### Reading text
**********

I totally agree with Ben Shapiro and Andrew Klavan about movies that pervert the original author’s intent

winona_ryder_little_women_us_dvdThis is me, writing back in 2008 about Winona Ryder’s adaptation of Little Women:

Two of my favorite 19th Century books have very pronounced moral lessons indeed, and they remain enormously popular despite (or maybe because of — but more of that later) those lessons.  The first is Jane Austen’s Pride and Prejudice, and the second is Louisa May Alcott’s Little Women.  Both of them, no doubt, are familiar to you too, although the latter is likely more familiar to the girls than the boys reading this.

[snip]

In Little Women, Jo March is a wonderful, enthusiastic, energetic girl (and, eventually, woman) who gets into a lot of trouble because she runs off half-cocked all the time.  Indeed, her impetuosity results in her being denied her heart’s desire:  an all-expenses paid trip to Europe.  However, she learns that life has consolations and that they may be much better than merely getting what one wishes.  By subordinating her own uncontrolled desires to the demands of hearth and home, she enriches her own character, learns better to appreciate those around her and, of course, is entitled to her reward — marrying a good man.

The lessons in both books are pretty clear to anyone who bothers to read them.  You don’t need an advanced English degree, and hours spent analyzing symbolism and myth, or even more hours deconstructing whatever is written, to figure out the moral lessons Alcott and March were making.  Those lessons lie at the core of each book, with the stories around them intended both to entertain and to accentuate the moral the reader takes away.

If Elizabeth just had a frivolous romance with Wickham, and disliked Darcy to the end, the story would be morally stagnant, and would fall in the category of junk romance, rather than great literature.  Austen’s charming writing is made worthwhile only because of the moral steel that underlies it.  Likewise, if Jo simply frolicked from one misadventure to another, Little Women would probably remain an unknown, shallow work of 19th Century children’s fiction.  What makes it interesting are Jo’s epic struggles to subdue her immature self to realize a truly fulfilled adult life.

What irks me is that so many remakes of these two books work assiduously to hide from the reader or viewer these core moral lessons — lessons that have kept these books vital for centuries. I’ve grumbled for years about Winona Ryder’s adaption of Little Women, which is a visually beautiful movie but which completely reverses the story’s moral underpinnings.  Jo goes through the movie just trying to do what she wants, and the viewer is given to understand that it’s just so unfair when events stop her.  At one point, she explains to Professor Baehr that her father’s philosophy was something along the lines of “if it feels good do it” (and I’m quoting liberally here, because I can’t remember the actual line in the movie, just the sense of it).  At that moment in the movie, I simply shut down.  No beautiful costumes or charming scenes could make up for the fact that Winona Ryder had turned on its head the book’s actual message, which is that, if it feels dutiful, morally appropriate and mature, do it.

Yeah!  What I said way back when.  There are few things more offensive than a movie that, rather than exercising artistic license on a book to adapt it to a visual medium, turns the author’s core lesson on its head.

**********

### Problem 1
From the post about the film version of Little Women, render this sentence in Spanish: "Austen’s charming writing is made worthwhile only because of the moral steel that underlies it."

**********

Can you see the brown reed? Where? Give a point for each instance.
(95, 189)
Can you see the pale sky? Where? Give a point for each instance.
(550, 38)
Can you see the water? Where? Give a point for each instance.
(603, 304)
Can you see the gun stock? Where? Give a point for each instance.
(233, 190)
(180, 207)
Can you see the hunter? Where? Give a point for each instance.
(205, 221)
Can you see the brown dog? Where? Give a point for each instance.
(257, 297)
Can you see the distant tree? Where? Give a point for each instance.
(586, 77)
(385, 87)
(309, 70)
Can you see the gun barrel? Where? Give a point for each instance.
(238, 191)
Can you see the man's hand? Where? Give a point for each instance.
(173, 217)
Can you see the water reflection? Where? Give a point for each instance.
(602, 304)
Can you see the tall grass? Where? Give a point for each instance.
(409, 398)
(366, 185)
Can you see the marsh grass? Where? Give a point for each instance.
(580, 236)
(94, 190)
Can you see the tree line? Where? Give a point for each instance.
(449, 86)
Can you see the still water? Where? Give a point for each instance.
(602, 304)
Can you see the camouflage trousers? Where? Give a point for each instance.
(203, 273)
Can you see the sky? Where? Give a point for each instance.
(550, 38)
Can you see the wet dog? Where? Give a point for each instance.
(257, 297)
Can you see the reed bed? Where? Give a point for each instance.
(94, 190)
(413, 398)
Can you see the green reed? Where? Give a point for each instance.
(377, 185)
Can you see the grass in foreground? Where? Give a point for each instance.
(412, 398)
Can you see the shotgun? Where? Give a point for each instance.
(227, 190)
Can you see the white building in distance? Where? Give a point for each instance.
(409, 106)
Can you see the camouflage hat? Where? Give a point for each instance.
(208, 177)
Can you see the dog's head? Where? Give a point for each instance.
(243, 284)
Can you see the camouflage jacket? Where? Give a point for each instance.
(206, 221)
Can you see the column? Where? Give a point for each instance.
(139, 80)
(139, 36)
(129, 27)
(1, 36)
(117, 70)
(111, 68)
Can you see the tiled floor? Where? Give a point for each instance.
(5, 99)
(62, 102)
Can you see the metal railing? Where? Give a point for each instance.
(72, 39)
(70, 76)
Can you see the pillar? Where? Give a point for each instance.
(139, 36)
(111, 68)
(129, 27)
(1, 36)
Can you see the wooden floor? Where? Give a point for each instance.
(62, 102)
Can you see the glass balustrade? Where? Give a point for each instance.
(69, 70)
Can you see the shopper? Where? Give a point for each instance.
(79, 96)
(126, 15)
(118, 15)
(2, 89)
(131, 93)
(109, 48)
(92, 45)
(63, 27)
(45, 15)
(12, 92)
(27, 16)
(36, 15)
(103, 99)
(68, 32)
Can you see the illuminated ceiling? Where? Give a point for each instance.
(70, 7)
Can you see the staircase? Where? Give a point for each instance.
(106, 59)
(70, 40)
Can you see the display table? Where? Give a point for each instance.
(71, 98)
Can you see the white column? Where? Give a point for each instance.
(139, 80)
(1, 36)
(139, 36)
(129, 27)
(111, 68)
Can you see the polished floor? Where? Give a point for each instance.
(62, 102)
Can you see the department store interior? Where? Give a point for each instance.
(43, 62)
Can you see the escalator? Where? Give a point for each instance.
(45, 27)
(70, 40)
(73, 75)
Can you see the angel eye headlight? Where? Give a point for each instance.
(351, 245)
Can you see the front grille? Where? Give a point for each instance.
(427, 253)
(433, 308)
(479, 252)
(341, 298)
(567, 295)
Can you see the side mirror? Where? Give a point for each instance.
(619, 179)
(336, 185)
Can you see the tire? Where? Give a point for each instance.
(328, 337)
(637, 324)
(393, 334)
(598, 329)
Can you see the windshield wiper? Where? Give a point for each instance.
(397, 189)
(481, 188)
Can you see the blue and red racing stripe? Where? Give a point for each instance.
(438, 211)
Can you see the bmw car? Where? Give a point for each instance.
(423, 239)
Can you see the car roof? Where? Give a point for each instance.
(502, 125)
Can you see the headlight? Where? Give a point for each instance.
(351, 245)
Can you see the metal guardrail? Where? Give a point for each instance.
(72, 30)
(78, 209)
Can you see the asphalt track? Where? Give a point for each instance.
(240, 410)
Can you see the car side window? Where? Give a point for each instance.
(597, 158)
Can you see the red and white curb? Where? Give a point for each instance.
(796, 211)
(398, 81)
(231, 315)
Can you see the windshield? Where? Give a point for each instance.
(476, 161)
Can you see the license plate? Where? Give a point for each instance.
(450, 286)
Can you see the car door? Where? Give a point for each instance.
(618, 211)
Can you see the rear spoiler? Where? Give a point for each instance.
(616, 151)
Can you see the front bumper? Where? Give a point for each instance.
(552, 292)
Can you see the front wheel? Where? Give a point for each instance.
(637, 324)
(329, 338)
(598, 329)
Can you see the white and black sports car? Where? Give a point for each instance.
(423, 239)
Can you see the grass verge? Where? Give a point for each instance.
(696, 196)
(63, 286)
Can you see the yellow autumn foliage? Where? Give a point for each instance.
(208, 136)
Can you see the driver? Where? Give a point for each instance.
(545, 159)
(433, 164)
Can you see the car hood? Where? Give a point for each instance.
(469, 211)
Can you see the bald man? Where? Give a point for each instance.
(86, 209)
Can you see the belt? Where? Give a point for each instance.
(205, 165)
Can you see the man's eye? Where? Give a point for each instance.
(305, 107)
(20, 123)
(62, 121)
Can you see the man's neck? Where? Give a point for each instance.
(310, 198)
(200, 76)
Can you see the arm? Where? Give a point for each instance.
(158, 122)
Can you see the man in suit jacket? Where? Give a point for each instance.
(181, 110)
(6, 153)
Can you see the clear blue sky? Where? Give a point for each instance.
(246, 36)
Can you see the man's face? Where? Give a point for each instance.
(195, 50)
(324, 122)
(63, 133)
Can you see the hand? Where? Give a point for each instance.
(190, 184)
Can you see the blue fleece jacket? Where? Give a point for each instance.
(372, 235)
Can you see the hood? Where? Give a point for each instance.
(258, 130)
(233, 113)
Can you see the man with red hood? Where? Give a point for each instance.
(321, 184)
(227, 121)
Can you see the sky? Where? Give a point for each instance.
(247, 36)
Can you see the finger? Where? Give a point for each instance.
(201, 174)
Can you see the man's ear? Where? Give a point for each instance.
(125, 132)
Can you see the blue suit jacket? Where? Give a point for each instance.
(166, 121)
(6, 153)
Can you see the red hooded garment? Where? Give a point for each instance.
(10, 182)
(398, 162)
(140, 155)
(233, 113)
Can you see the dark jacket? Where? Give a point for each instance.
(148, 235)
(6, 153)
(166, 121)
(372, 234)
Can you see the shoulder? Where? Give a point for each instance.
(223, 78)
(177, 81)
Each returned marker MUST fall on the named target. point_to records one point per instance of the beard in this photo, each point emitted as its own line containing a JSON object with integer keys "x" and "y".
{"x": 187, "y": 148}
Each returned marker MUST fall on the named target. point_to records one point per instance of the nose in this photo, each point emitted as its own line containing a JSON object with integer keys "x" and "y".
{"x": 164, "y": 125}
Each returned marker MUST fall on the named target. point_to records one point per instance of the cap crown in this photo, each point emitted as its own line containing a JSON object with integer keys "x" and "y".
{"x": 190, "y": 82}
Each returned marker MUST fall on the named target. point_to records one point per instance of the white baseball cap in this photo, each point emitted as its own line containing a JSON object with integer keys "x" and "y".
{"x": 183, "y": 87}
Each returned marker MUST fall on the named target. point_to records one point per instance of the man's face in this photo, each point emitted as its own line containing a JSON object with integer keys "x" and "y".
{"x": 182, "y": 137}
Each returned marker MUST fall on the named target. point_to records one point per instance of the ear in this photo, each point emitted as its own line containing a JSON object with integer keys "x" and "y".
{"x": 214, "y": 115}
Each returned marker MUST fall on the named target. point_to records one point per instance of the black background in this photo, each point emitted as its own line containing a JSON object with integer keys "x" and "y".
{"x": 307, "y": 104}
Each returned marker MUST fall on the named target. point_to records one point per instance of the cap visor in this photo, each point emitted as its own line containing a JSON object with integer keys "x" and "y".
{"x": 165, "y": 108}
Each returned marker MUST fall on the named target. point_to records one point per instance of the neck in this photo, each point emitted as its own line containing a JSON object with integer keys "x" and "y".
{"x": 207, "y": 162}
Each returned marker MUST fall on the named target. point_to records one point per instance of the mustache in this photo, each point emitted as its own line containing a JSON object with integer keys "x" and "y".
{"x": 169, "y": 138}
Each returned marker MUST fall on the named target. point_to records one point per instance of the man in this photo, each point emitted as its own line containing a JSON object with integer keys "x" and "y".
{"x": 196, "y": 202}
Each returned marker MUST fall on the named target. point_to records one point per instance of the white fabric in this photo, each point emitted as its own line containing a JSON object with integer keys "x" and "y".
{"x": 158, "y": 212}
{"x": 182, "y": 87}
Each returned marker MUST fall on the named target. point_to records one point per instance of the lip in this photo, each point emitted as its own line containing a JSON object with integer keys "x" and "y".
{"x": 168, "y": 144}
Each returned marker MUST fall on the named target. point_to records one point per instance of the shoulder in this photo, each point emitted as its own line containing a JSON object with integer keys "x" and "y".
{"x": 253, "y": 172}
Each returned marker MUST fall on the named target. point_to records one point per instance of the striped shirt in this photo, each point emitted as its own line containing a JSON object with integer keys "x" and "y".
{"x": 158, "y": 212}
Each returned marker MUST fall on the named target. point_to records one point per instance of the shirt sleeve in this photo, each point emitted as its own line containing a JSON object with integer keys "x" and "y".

**********

### Problem 2
Pull out every line of the listing that contains the word "front".

### Exercise result 1
La encantadora escritura de Austen solo vale la pena gracias al acero moral que la sustenta.

### Exercise result 2
Can you see the front grille? Where? Give a point for each instance.
Can you see the front bumper? Where? Give a point for each instance.
Can you see the front wheel? Where? Give a point for each instance.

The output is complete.